● Document extract:

--- START ---

Dr. Xie Fangmin, founder, chairman, and CEO of Fangzhou, remarked, “We are thrilled to receive this award from Yangcheng Evening News as an ‘Outstanding Innovation Firm’. Adhering to our corporate mission of ‘Better Health for All’, we will continue to cultivate a bold vision for the future of the Internet healthcare sector.”

2024 has been a significant year in Fangzhou’s development journey. Following its IPO in July 2024, the Company received commendation from the Guangzhou Municipal People’s Government for its contributions in advancing the digital transformation of the healthcare industry and enhancing public health. In October, Fangzhou was featured on the 2024 Guangdong “AI Catalyst” Enterprise Billboard at the 2024 Guangdong-Hong Kong-Macao Greater Bay Area Artificial Intelligence Industry Conference. More recently, the Company launched its ” AI Agent Solution” in November 2024 in partnership with Tencent Healthcare and Baidu Health, providing more efficient access to healthcare information and analysis for both consumers and healthcare professionals.

About Fangzhou Inc.

Fangzhou Inc. (06086.HK) is China’s leading online chronic disease management platform. With 45.6 million registered users and 217,000 registered doctors on its platform (as of June 30, 2024), the Company provides tailored medical care and precision medicine for a growing population of chronic disease patients. For more details, visit https://investors.jianke.com.

--- END ---

● Dataset content:
--- START ---

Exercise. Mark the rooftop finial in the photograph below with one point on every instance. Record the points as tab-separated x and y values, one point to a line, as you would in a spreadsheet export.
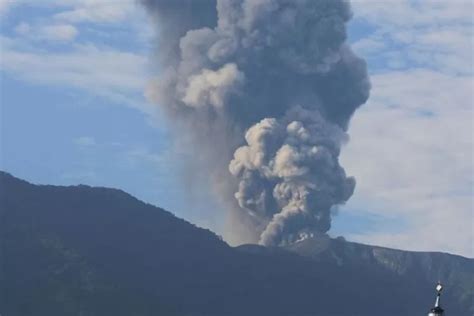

--- END ---

● Work order: Quote the text about Fangzhou word for word, from start to finish.

● Exercise answer:
Dr. Xie Fangmin, founder, chairman, and CEO of Fangzhou, remarked, “We are thrilled to receive this award from Yangcheng Evening News as an ‘Outstanding Innovation Firm’. Adhering to our corporate mission of ‘Better Health for All’, we will continue to cultivate a bold vision for the future of the Internet healthcare sector.”

2024 has been a significant year in Fangzhou’s development journey. Following its IPO in July 2024, the Company received commendation from the Guangzhou Municipal People’s Government for its contributions in advancing the digital transformation of the healthcare industry and enhancing public health. In October, Fangzhou was featured on the 2024 Guangdong “AI Catalyst” Enterprise Billboard at the 2024 Guangdong-Hong Kong-Macao Greater Bay Area Artificial Intelligence Industry Conference. More recently, the Company launched its ” AI Agent Solution” in November 2024 in partnership with Tencent Healthcare and Baidu Health, providing more efficient access to healthcare information and analysis for both consumers and healthcare professionals.

About Fangzhou Inc.

Fangzhou Inc. (06086.HK) is China’s leading online chronic disease management platform. With 45.6 million registered users and 217,000 registered doctors on its platform (as of June 30, 2024), the Company provides tailored medical care and precision medicine for a growing population of chronic disease patients. For more details, visit https://investors.jianke.com.